EXCERPTED TEXT:
....

A 20 year old pregnant Marine had a superficial wound to her neck that may have occurred after death, according to autopsy results released Friday.

If so, the finding casts doubt on the main suspect’s story.

748287930_8aaa7cde23_m.jpg Marie as a child…

2183897148_e054c2541e_m.jpg Maria with child…

Lance Cpl. Maria Lauterbach’s neck wound may have occurred after her death, according to autopsy results
Lance Cpl. Maria Lauterbach’s body and that of her fetus were found beneath a fire pit this year near the North Carolina home of Cpl. Cesar Laurean, the main suspect in the case.
The bodies were found after Laurean’s wife produced a note he had written claiming that Lauterbach slit her own throat during an argument, officials have said.

A gaping 4 inch wound was found on the left side of Lauterbach’s neck, according to autopsy results released by the office of the chief medical examiner in Chapel Hill, North Carolina. The wound is “incised,” meaning it is a clean cut such as that made by a sharp instrument. However, the wound itself would not have been fatal, as there was only minimal damage to the underlying muscle, the results said.

....

LISTED ENTRIES:

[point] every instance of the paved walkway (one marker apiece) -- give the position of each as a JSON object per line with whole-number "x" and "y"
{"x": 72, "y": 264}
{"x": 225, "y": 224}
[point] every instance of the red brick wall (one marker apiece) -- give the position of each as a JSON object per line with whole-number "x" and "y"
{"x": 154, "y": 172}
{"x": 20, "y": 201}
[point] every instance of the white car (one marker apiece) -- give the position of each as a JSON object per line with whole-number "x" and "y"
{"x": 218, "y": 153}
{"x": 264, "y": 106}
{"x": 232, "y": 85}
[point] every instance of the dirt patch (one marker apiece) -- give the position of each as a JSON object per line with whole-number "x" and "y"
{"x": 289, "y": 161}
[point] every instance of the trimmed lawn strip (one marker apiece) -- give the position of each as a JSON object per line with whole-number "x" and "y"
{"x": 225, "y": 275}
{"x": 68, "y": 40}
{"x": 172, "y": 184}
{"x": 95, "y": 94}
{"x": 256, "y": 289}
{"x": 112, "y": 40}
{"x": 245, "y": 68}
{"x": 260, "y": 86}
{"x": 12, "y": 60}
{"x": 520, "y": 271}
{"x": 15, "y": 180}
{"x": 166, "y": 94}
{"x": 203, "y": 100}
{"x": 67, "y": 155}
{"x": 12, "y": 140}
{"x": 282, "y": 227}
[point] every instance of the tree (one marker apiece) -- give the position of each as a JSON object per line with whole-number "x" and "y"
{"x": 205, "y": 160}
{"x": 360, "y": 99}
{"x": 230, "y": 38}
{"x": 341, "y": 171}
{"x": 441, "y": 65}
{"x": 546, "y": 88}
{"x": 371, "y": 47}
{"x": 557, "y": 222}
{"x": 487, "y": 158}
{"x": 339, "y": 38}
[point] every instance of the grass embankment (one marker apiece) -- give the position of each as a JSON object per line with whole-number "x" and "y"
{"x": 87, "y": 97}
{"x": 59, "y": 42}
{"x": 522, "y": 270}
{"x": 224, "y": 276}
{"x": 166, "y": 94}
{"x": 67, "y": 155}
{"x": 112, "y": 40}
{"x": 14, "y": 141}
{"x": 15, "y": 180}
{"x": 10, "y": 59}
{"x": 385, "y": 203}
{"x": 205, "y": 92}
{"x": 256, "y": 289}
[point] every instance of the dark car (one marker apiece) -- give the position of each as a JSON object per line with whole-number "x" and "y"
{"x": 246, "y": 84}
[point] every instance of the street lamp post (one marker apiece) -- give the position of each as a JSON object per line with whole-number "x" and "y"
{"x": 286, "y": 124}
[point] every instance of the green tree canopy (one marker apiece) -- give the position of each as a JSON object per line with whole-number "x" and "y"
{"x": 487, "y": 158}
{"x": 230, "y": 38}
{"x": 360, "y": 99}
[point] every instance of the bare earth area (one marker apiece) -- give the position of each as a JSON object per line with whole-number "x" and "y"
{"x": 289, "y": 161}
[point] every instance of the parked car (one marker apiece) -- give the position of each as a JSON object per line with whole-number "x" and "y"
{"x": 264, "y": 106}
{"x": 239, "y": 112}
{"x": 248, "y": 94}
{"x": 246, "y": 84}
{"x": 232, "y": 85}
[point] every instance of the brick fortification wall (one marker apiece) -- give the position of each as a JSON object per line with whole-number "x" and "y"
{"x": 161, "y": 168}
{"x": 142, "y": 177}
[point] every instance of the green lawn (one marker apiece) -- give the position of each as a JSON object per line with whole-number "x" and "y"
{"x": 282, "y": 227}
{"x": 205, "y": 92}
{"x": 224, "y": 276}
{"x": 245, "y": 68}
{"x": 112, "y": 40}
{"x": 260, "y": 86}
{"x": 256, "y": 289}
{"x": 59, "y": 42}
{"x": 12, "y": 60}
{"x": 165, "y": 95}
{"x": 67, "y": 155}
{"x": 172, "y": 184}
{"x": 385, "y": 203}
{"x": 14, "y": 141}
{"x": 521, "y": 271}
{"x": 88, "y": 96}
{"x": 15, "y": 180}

....

TASK LIST:
- 1) Copy word for word the portion of the article on the Lauterbach autopsy, starting at "A 20 year old" and ending at "in the case.".
- 2) Decide whether each statement below agrees with the article on the Lauterbach autopsy, answering yes or no and quoting the words from the article that settle it. (a) The wound was on the right side of Lauterbach's neck. (b) The bodies were found beneath a fire pit near Laurean's home. (c) The autopsy results said the wound would have been fatal.

SOLUTIONS TO EACH TASK:
- 1)
A 20 year old pregnant Marine had a superficial wound to her neck that may have occurred after death, according to autopsy results released Friday.

If so, the finding casts doubt on the main suspect’s story.

748287930_8aaa7cde23_m.jpg Marie as a child…

2183897148_e054c2541e_m.jpg Maria with child…

Lance Cpl. Maria Lauterbach’s neck wound may have occurred after her death, according to autopsy results
Lance Cpl. Maria Lauterbach’s body and that of her fetus were found beneath a fire pit this year near the North Carolina home of Cpl. Cesar Laurean, the main suspect in the case.

- 2)
(a) No: "A gaping 4 inch wound was found on the left side of Lauterbach’s neck"
(b) Yes: "were found beneath a fire pit this year near the North Carolina home of Cpl. Cesar Laurean"
(c) No: "the wound itself would not have been fatal"